## EXCERPT
1

I have the following data.table with two columns;

library(data.table)
dt1 <- as.data.table(data.frame(
    relative.1 = c("up", "down", "up", "down", "down", 
      "up", "up", "up", "down", "down"), 
    color.1 = c(
        "<span style=     color: red !important; >0.00239377213823793</span>", 
        "<span style=     color: red !important; >0.0189475913373258</span>", 
        "<span style=     color: red !important; >0.000944874682014027</span>", 
        "<span style=     color: red !important; >0.00115563834695583</span>", 
        "<span style=     color: red !important; >0.00190146895689528</span>", 
        "<span style=     color: red !important; >0.00905363339565874</span>", 
        "<span style=     color: red !important; >0.00786719465124788</span>", 
        "<span style=     color: red !important; >0.0021806607355806</span>", 
        "<span style=     color: black !important; >0.0677967189492317</span>", 
        "<span style=     color: black !important; >0.0643565809998716</span>"
    ), stringsAsFactors = FALSE))

I would like to replace numeric characters within ">" and "<" with a string in corresponding row of the column, "relative.1". For example, in the first row, I'd like to replace "0.00239377213823793" with "up".

I'd appreciate any pointers.

CSJCampbell
  • 2,025
  • 15
  • 19
akh22
  • 661
  • 4
  • 16

2 Answers2

1

The data.table package uses an update in place operator := to allow you to efficiently update columns. You can refer to other columns within the scope of the data.table. There are various ways of making edits to strings, and while regular expressions are not suitable for parsing HTML, the following pattern works for the example you have here.

Records held in a dataset:

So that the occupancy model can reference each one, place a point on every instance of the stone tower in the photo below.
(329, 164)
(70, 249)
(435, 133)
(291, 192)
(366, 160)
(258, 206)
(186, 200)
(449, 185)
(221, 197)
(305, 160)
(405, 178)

## STATED EXERCISE
Condense the paragraph in the excerpt that begins "The data.table package uses" into a short bulleted list that keeps its main facts.

## TASK ANSWER
- The data.table package has an update-in-place operator, :=, for efficiently updating columns.
- Other columns can be referenced within the scope of the data.table.
- Strings can be edited in various ways.
- Regular expressions are not suitable for parsing HTML, but the pattern that follows works for this example.